■ AVAILABLE DATA ■

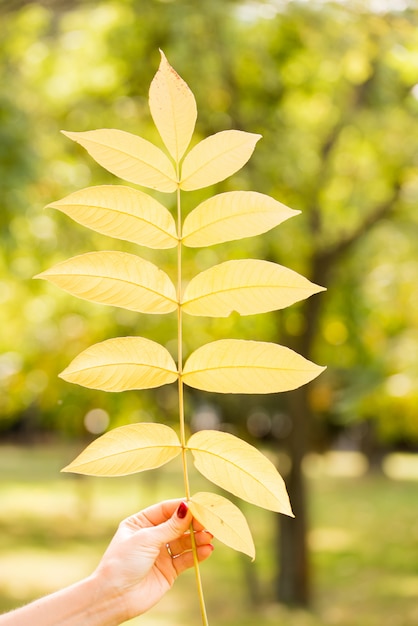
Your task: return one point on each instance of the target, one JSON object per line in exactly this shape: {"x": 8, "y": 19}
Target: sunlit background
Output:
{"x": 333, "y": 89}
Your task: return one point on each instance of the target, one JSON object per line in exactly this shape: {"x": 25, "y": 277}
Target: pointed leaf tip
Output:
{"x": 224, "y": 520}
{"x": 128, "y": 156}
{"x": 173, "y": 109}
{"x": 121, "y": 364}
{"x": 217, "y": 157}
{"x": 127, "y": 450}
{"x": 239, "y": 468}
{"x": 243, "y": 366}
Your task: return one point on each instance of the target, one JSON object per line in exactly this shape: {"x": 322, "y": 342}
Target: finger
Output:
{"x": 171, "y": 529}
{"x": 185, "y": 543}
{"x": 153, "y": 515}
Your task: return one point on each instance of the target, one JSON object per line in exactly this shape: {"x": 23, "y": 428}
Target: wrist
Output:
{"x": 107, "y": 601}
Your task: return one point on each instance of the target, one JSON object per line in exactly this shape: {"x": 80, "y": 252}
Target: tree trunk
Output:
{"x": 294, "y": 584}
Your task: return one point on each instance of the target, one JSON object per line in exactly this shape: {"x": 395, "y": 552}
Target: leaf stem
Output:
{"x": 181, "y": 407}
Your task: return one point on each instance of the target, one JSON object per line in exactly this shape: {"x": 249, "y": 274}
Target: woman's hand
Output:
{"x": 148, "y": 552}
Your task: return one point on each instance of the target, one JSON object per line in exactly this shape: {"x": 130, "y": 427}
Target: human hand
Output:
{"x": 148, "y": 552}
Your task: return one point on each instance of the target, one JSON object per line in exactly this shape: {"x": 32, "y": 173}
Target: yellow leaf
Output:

■ DIRECTIONS FOR THIS TASK ■
A single number is the whole answer: the tally of lines in the entries that hold "hand".

■ EXERCISE OUTPUT ■
2